(Work request):
Could you retype every record below exactly as it appears?

(Given records):
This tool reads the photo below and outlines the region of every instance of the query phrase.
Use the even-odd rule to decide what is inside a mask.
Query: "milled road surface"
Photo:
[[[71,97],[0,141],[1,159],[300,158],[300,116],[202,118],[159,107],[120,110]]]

(Answer section):
This tool reads the photo below and outlines the region of every instance of the query phrase.
Use the even-odd rule to decide what is inside a mask.
Query: "milled road surface"
Photo:
[[[71,97],[0,141],[1,159],[300,158],[300,116],[202,118],[159,107],[120,110]]]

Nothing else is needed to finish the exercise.